- [Input material]
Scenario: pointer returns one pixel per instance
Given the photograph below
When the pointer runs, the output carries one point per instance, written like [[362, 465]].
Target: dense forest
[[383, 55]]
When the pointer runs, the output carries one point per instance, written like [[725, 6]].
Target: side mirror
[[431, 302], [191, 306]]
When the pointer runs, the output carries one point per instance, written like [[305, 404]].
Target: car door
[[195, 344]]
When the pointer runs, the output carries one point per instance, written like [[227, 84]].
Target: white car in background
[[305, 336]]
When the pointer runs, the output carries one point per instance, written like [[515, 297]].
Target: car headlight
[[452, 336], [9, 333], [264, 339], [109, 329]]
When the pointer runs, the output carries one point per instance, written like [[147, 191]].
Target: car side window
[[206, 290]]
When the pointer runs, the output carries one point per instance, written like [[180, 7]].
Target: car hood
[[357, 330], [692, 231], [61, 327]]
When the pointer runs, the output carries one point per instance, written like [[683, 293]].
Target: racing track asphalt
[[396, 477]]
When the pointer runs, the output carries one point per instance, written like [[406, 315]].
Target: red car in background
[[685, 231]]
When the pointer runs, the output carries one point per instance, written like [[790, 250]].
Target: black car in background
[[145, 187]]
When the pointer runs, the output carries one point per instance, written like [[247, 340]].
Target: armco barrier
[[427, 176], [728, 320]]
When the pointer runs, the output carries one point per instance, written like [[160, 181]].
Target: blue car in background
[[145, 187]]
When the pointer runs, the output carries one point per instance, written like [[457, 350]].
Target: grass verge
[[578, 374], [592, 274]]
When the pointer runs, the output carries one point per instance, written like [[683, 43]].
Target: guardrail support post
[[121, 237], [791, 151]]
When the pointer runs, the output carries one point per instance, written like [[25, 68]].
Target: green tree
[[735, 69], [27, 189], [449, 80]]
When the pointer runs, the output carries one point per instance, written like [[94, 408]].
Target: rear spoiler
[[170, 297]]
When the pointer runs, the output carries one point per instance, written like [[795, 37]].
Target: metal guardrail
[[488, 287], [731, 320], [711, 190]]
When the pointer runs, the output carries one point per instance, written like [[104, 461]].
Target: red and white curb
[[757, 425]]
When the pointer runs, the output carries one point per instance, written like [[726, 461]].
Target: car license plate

- [Aim of the exercise] Rewrite the part of the material that opens with the line containing "like [[104, 461]]." and runs to the end, putting "number plate" in place of "license plate" and leaving everything else unchanged.

- [Reply to the exercise]
When the pointer runs, the output carries one point per instance, written like [[104, 461]].
Target: red and white curb
[[757, 425]]
When the pointer runs, the output carries one point per instance, written like [[726, 461]].
Target: car number plate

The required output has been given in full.